[begin Given records]
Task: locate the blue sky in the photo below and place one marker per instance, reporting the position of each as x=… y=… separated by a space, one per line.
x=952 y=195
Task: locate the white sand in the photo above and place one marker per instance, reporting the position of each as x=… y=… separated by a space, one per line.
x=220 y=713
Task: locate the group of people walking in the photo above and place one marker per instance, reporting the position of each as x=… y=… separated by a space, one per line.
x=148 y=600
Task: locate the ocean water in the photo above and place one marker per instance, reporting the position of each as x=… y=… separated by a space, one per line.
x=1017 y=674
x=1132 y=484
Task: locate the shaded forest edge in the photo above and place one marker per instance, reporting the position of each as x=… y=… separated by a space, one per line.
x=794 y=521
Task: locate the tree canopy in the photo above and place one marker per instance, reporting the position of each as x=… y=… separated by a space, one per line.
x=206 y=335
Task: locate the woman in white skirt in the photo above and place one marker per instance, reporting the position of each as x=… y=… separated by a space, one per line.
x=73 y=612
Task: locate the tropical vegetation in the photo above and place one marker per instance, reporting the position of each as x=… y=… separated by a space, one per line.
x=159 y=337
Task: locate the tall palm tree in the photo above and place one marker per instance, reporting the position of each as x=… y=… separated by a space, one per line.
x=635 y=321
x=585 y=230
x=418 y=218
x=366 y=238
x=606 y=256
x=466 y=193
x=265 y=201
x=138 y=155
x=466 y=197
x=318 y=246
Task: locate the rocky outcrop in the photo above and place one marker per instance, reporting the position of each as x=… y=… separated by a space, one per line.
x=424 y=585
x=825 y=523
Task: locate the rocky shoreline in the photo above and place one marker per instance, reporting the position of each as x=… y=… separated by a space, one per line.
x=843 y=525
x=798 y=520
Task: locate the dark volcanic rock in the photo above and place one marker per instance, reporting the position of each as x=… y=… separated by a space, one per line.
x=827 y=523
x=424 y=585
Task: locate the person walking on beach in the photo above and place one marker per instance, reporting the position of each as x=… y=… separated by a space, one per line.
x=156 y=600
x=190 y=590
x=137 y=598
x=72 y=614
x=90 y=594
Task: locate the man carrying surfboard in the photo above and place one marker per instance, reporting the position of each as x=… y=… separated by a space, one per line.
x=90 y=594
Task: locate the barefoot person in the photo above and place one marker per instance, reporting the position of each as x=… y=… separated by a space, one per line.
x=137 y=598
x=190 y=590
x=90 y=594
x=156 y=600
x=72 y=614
[end Given records]
**Exercise requirements:**
Reproduce the data without any changes. Begin at the line that contains "Task: locate the ocean", and stop after the line that contains "x=159 y=337".

**Solution to the exercise:**
Task: locate the ocean water in the photo above and place one marker per instance, reporting the position of each as x=… y=… separated by a space, one per line.
x=1017 y=674
x=1132 y=484
Task: locate the shaded forest edge in the photo above and place one marker per instance, reporting the position of each as x=… y=… separated by a space, one per line.
x=794 y=521
Task: locate the tree canopy in the photo above and place one marker per instance, reporting the position of each as x=… y=… separated by a space, one per line.
x=206 y=335
Task: locate the woman in white skirt in the photo above and place one marker per instance, reporting the position of each as x=… y=… separated by a space, one per line.
x=73 y=612
Task: locate the tropical vegetation in the photo above and place one marker per instance, reporting the position of each as x=… y=… separated by a space, one per line.
x=159 y=337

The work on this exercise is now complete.